Items from a dataset:
################

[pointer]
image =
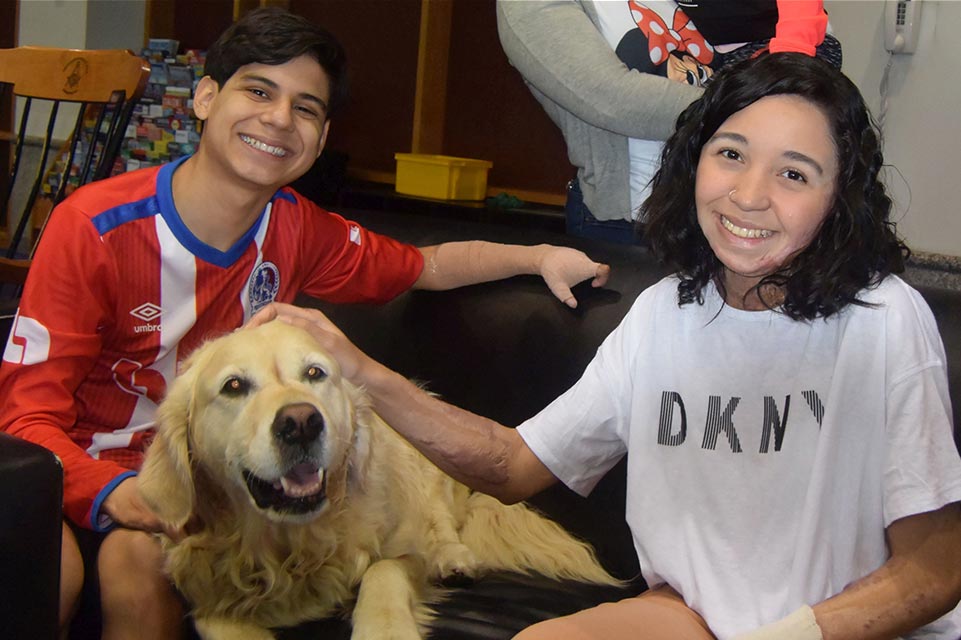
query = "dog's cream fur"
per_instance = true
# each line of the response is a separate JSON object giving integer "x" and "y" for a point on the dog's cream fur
{"x": 389, "y": 526}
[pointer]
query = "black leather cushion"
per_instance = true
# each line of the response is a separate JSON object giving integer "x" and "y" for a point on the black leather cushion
{"x": 31, "y": 492}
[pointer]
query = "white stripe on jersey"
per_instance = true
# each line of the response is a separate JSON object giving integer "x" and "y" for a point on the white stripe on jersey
{"x": 259, "y": 241}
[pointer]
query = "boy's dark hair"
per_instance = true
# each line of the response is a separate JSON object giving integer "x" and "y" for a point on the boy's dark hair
{"x": 272, "y": 35}
{"x": 857, "y": 245}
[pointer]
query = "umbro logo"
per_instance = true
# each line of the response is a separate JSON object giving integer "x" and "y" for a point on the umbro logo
{"x": 147, "y": 312}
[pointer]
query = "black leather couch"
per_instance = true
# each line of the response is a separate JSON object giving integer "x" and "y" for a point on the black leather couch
{"x": 503, "y": 350}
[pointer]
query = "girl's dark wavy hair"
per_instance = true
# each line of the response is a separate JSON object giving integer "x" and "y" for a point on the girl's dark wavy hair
{"x": 272, "y": 35}
{"x": 857, "y": 245}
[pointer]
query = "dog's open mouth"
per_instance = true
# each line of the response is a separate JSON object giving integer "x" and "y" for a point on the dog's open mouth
{"x": 301, "y": 490}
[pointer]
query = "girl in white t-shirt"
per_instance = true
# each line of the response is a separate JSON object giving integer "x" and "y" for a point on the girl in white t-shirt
{"x": 836, "y": 519}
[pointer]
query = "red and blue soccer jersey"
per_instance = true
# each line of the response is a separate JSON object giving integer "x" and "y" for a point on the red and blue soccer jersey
{"x": 120, "y": 291}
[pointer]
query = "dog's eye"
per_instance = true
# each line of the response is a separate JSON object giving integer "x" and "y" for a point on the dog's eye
{"x": 315, "y": 373}
{"x": 235, "y": 387}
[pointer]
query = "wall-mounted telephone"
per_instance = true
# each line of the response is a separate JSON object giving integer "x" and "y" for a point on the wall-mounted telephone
{"x": 902, "y": 21}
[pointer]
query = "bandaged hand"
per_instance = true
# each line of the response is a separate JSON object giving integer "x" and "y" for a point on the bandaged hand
{"x": 563, "y": 267}
{"x": 800, "y": 625}
{"x": 457, "y": 264}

################

_What to do_
Copy all the entries word for word. Omit any pictures.

_Response below_
[pointer]
image =
query = "dog's cream fur"
per_instance = true
# each line of the response is a separate JSON object giving integer "x" and "y" for a point on the dog's cream fur
{"x": 389, "y": 526}
[pointer]
query = "black leather cushion"
per_instance = true
# each line of the response is a separate JSON object giving integer "x" and "y" for a point on the black leather cushion
{"x": 31, "y": 492}
[pointer]
query = "white stripe on jersey"
per_instance = true
# each line of the response is a separate JSON object giving integer "x" and "y" for a point on the white stripe on jersey
{"x": 259, "y": 241}
[pointer]
query = "boy's dark hair"
per_instance = true
# each line of the response is a separate JSON object giving integer "x" and "y" for a point on the boy's dark hair
{"x": 272, "y": 35}
{"x": 857, "y": 245}
[pointer]
query = "umbro logo"
per_instance = true
# each line of the response is a separate JSON object giving integer "x" and "y" for a point on the umbro logo
{"x": 147, "y": 312}
[pointer]
query = "black leather couch"
per_instance = true
# each line of the response is a separate JSON object giving integer "x" and "y" for a point on the black leather couch
{"x": 503, "y": 350}
[pointer]
query = "girl's dark wavy hair"
per_instance = true
# each line of the response is a separate JSON object giving integer "x" and "y" for a point on the girl's dark wavy hair
{"x": 272, "y": 35}
{"x": 857, "y": 245}
[pointer]
query = "dog's open mouth"
per_instance = true
# each line of the response is a separate JSON object giving integer "x" and "y" for a point on the dog's open mouth
{"x": 301, "y": 490}
[pointer]
query = "girl in white t-shirt"
per_instance = true
# each line of the response is a separate JSON object giving integer "x" and "y" for a point on the girl in white t-shirt
{"x": 836, "y": 519}
[pointer]
query = "red and blue soccer jersey"
per_instance = true
# each line of the response is a separate JSON object giving integer "x" and "y" for a point on the red and blue soccer jersey
{"x": 120, "y": 291}
[pointer]
query = "dog's eye"
per_instance = true
# each line of the response is a separate JSON object giving integer "x" and "y" for a point on the dog's eye
{"x": 315, "y": 373}
{"x": 235, "y": 387}
[pointer]
query = "wall-mounted telephone"
per_instance = true
# each line of the response is a separate JSON object giving integer "x" and "y" for a point on the wall-mounted telephone
{"x": 902, "y": 21}
[pointer]
query = "bandaged hand"
per_instance = true
# each line of the response is a separate JSON object giving integer "x" and "y" for a point on the bandaged hand
{"x": 563, "y": 267}
{"x": 800, "y": 625}
{"x": 457, "y": 264}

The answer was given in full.